• About this task: From the first line to the last, print the listing exactly.

______________________________

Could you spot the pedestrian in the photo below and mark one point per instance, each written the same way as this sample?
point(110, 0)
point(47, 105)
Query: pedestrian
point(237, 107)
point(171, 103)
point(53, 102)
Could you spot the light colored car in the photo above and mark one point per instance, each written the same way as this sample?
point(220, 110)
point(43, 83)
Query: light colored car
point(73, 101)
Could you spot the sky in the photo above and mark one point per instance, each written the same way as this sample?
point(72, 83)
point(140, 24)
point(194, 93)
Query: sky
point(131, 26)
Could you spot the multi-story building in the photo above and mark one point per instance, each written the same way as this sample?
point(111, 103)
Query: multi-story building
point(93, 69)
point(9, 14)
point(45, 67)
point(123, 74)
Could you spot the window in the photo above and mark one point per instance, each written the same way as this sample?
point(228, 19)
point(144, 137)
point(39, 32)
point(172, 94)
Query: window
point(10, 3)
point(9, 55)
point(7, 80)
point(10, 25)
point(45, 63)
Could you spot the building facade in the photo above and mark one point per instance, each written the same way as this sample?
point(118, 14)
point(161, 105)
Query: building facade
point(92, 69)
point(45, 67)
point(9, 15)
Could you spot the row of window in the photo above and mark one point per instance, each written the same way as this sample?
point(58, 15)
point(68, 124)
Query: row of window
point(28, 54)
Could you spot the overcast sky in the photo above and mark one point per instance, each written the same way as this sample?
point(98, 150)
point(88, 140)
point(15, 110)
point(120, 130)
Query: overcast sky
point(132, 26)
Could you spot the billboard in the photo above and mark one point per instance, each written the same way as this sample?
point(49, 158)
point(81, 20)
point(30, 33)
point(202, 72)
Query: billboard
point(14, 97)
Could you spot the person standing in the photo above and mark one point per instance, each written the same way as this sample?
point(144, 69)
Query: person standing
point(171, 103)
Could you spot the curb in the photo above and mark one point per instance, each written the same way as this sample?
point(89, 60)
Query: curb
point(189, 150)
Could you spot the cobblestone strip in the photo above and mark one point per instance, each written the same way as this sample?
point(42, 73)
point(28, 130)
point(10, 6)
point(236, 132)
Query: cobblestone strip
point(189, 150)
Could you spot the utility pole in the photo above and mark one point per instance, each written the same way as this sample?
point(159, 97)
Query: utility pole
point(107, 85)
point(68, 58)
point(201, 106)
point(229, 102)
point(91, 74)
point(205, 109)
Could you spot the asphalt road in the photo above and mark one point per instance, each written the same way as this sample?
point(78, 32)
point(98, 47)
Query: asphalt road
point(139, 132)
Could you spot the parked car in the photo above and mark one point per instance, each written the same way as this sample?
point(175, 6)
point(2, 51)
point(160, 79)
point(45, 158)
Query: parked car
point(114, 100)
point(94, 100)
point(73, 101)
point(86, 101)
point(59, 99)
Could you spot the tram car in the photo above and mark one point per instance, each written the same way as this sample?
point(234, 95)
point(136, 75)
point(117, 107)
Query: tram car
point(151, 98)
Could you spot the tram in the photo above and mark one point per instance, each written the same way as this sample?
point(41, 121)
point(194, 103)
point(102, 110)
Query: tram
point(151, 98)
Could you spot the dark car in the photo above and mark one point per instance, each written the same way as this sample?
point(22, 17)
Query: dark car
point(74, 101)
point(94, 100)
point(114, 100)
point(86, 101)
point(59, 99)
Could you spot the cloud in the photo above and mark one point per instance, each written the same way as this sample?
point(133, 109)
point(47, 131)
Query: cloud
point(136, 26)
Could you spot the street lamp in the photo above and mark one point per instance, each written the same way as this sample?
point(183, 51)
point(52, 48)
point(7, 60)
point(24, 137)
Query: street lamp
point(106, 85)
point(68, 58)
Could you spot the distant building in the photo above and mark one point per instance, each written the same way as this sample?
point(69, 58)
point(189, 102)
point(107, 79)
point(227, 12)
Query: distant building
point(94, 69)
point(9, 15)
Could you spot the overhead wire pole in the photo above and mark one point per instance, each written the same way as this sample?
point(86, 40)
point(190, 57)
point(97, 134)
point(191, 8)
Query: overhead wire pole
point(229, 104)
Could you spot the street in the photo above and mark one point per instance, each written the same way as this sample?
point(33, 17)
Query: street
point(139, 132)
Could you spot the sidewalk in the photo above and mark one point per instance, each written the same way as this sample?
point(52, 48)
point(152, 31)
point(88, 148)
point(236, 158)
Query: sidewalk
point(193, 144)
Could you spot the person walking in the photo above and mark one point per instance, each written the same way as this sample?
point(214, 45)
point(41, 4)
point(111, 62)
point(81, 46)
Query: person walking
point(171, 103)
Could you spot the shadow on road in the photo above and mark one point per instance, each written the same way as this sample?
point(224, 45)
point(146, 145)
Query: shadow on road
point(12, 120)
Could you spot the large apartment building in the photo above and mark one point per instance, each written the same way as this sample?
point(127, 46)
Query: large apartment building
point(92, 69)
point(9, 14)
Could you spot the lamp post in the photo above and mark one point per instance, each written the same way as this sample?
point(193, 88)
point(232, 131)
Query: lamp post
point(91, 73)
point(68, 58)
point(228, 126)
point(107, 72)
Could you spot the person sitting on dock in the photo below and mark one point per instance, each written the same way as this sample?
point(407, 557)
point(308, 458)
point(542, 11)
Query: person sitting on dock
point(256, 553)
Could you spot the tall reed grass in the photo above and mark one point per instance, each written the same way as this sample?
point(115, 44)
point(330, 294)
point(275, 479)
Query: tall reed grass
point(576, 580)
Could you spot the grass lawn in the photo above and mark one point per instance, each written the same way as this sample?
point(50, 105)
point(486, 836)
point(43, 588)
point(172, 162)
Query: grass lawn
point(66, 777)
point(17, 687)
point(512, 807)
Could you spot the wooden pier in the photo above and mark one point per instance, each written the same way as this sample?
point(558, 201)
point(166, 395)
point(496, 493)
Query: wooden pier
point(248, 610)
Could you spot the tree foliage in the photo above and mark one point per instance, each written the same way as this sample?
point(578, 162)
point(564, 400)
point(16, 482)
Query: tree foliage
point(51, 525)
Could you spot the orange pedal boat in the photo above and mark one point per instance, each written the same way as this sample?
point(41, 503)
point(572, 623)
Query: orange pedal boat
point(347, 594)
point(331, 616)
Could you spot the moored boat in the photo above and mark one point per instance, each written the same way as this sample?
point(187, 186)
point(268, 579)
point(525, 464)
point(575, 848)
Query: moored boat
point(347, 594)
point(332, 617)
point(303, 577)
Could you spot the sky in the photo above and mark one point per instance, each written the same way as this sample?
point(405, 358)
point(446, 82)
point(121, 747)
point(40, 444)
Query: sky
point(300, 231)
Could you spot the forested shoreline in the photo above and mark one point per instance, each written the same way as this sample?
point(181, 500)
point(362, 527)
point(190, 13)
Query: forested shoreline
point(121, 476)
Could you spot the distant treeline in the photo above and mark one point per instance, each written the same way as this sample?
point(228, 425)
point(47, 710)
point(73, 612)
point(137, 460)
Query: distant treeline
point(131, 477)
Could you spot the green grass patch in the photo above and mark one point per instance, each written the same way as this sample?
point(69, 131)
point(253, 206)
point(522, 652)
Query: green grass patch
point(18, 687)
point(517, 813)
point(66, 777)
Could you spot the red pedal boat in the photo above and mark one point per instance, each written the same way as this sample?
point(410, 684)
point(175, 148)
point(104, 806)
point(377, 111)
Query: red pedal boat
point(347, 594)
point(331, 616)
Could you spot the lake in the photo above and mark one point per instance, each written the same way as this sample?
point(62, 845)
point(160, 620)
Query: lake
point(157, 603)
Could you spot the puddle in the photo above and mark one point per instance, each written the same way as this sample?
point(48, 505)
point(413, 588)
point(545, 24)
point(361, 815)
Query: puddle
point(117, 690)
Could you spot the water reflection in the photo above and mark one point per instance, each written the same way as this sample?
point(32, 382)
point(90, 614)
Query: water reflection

______________________________

• Solution:
Could you spot the pedestrian in the photo below and mark one point per instance, each written the same way as this sample?
point(110, 0)
point(47, 105)
Query: pedestrian
point(237, 107)
point(171, 103)
point(53, 102)
Could you spot the light colored car in the photo above and mark one point per instance, each written the same way as this sample?
point(220, 110)
point(43, 83)
Query: light colored car
point(73, 101)
Could you spot the sky in the photo above and mark one point per instance, each written the same way as this sample?
point(72, 83)
point(140, 24)
point(194, 93)
Query: sky
point(131, 26)
Could you spot the multi-story building in the photo above and mark one point per instance, each written the same way as this sample?
point(111, 103)
Query: multi-story building
point(93, 69)
point(9, 14)
point(45, 67)
point(123, 74)
Could you spot the window in the photo above and mark one point per instance, each written the same way as this sample?
point(228, 19)
point(144, 137)
point(39, 32)
point(172, 94)
Query: window
point(10, 3)
point(9, 55)
point(7, 80)
point(10, 25)
point(45, 63)
Could you spot the building facade in the photo above and mark one point per instance, each written the same way as this sample?
point(118, 14)
point(161, 105)
Query: building facade
point(92, 69)
point(45, 67)
point(9, 15)
Could you spot the row of window in the photo above and mark one point per instance, each written the same way as this sample?
point(58, 15)
point(68, 124)
Query: row of window
point(28, 54)
Could you spot the overcast sky in the photo above and mark one point per instance, each written the same way as this sample?
point(98, 150)
point(88, 140)
point(15, 110)
point(120, 130)
Query: overcast sky
point(132, 26)
Could you spot the billboard in the photo above and mark one point per instance, each written the same way as this sample?
point(49, 158)
point(81, 20)
point(30, 33)
point(202, 72)
Query: billboard
point(14, 97)
Could you spot the person standing in the photo above and mark one point per instance, each written the same way as this sample?
point(144, 69)
Query: person standing
point(171, 103)
Could you spot the curb in the photo above and mark one point per instance, each written the same way as this sample?
point(89, 60)
Query: curb
point(189, 150)
Could you spot the cobblestone strip in the photo above and mark one point per instance, each written the same way as this sample?
point(42, 73)
point(28, 130)
point(10, 6)
point(236, 132)
Query: cobblestone strip
point(189, 150)
Could you spot the utility pole in the photo above and mark one point per instance, each written the same way as this sample?
point(159, 97)
Query: utility pole
point(107, 85)
point(68, 58)
point(201, 106)
point(229, 102)
point(91, 74)
point(205, 109)
Could you spot the asphalt road in the photo above and mark one point per instance, each written the same way as this sample?
point(78, 32)
point(98, 47)
Query: asphalt road
point(139, 132)
Could you spot the parked car in the photo above and mark one point per instance, each written the same way as this sample?
point(175, 6)
point(2, 51)
point(160, 79)
point(45, 158)
Query: parked car
point(114, 100)
point(94, 100)
point(73, 101)
point(86, 101)
point(59, 99)
Could you spot the tram car in the photo above and mark one point per instance, each written the same way as this sample?
point(234, 95)
point(136, 75)
point(117, 107)
Query: tram car
point(151, 98)
Could you spot the tram in the photo above and mark one point per instance, each written the same way as this sample?
point(41, 121)
point(194, 103)
point(102, 110)
Query: tram
point(151, 98)
Could you spot the dark car in the photo above and mark one point per instance, each written the same way as this sample?
point(22, 17)
Query: dark car
point(74, 101)
point(94, 100)
point(114, 100)
point(86, 101)
point(59, 99)
Could you spot the cloud in the photo above and mark one point per instance, each written the same way as this sample?
point(133, 109)
point(47, 131)
Query: cloud
point(136, 26)
Could you spot the street lamp in the photo above and mark one point per instance, each written the same way as this sample?
point(183, 51)
point(52, 48)
point(7, 60)
point(24, 137)
Query: street lamp
point(106, 85)
point(68, 58)
Could you spot the distant building in the photo above and mark one point per instance, each written the same way as this sample?
point(69, 58)
point(189, 102)
point(107, 79)
point(227, 12)
Query: distant building
point(94, 69)
point(9, 15)
Could you spot the overhead wire pole in the photo above and mark one point per instance, each written the same way as this sample?
point(86, 40)
point(190, 57)
point(97, 134)
point(191, 8)
Query: overhead wire pole
point(229, 104)
Could you spot the street in the photo above and mark one point per instance, each written the same way as this sample?
point(33, 17)
Query: street
point(139, 132)
Could you spot the sidewalk in the photo above and mark one point per instance, each written the same way as this sample?
point(52, 48)
point(152, 31)
point(88, 148)
point(236, 158)
Query: sidewalk
point(193, 144)
Could you spot the person walking in the photo above and mark one point per instance, each written the same way as this sample?
point(214, 45)
point(41, 4)
point(111, 62)
point(81, 46)
Query: person walking
point(171, 103)
Could you spot the shadow on road in the photo above and mark one point per instance, each written the same way as this sample?
point(224, 45)
point(146, 145)
Query: shadow on road
point(12, 120)
Could you spot the large apartment building in the photo above and mark one point per instance, each written the same way as this sample?
point(127, 46)
Query: large apartment building
point(92, 69)
point(9, 14)
Could you spot the lamp post in the photo above and mark one point per instance, each written the same way as this sample?
point(193, 88)
point(232, 131)
Query: lamp post
point(91, 73)
point(68, 58)
point(228, 126)
point(107, 72)
Could you spot the person sitting on dock in the photo below and mark one point per instance, each written the same way as this sample?
point(407, 557)
point(308, 458)
point(542, 11)
Query: person sitting on dock
point(256, 553)
Could you spot the tall reed grass in the photo above and mark one point per instance, each written the same way as this sample?
point(115, 44)
point(330, 294)
point(275, 479)
Query: tall reed grass
point(576, 580)
Could you spot the grass lawn in the photo above and mark one point per instance, each written the same way as this sample?
point(50, 105)
point(486, 836)
point(43, 588)
point(172, 162)
Query: grass lawn
point(66, 777)
point(17, 687)
point(512, 807)
Could you spot the wooden pier in the photo above and mark one point per instance, each written the same way as this sample?
point(558, 201)
point(166, 395)
point(496, 493)
Query: wooden pier
point(248, 610)
Could you spot the tree foliage in the photo above and mark one point per instance, each written the same way as this sample?
point(578, 162)
point(564, 400)
point(16, 482)
Query: tree foliage
point(51, 525)
Could you spot the orange pedal boat in the photo above and mark one point per instance, each written the same way as this sample?
point(41, 503)
point(572, 623)
Query: orange pedal boat
point(347, 594)
point(331, 616)
Could you spot the moored boat in the photo above and mark one point per instance, each written the same way as this sample?
point(187, 186)
point(268, 579)
point(525, 464)
point(575, 848)
Query: moored boat
point(347, 594)
point(332, 617)
point(303, 577)
Could you spot the sky in the photo above and mark one point per instance, each written the same way as this sample?
point(405, 358)
point(446, 82)
point(121, 747)
point(40, 444)
Query: sky
point(300, 231)
Could you spot the forested shoreline in the photo above and mark one point per instance, each written the same way as this sample?
point(181, 500)
point(362, 527)
point(190, 13)
Query: forested shoreline
point(121, 476)
Could you spot the distant treeline in the photo above and mark one point per instance, each written the same way as this sample?
point(228, 425)
point(47, 710)
point(73, 612)
point(137, 460)
Query: distant treeline
point(131, 477)
Could you spot the green grass patch in the photo above and mark one point per instance, each written the same way as this sample?
point(69, 131)
point(253, 206)
point(522, 652)
Query: green grass patch
point(18, 687)
point(517, 813)
point(66, 777)
Could you spot the red pedal boat in the photo above and mark one point per instance, each written the same way as this sample?
point(410, 684)
point(175, 148)
point(104, 806)
point(377, 111)
Query: red pedal boat
point(347, 594)
point(331, 616)
Could you spot the lake in the photo above and mark one point per instance, each written the same way as this sample?
point(62, 845)
point(160, 620)
Query: lake
point(157, 603)
Could you spot the puddle in the photo above and mark one point per instance, each written the same way as this sample?
point(48, 505)
point(413, 588)
point(545, 24)
point(361, 815)
Query: puddle
point(117, 690)
Could you spot the water reflection in the photo above and mark one point per instance, each written the same way as this sample?
point(32, 382)
point(90, 614)
Query: water reflection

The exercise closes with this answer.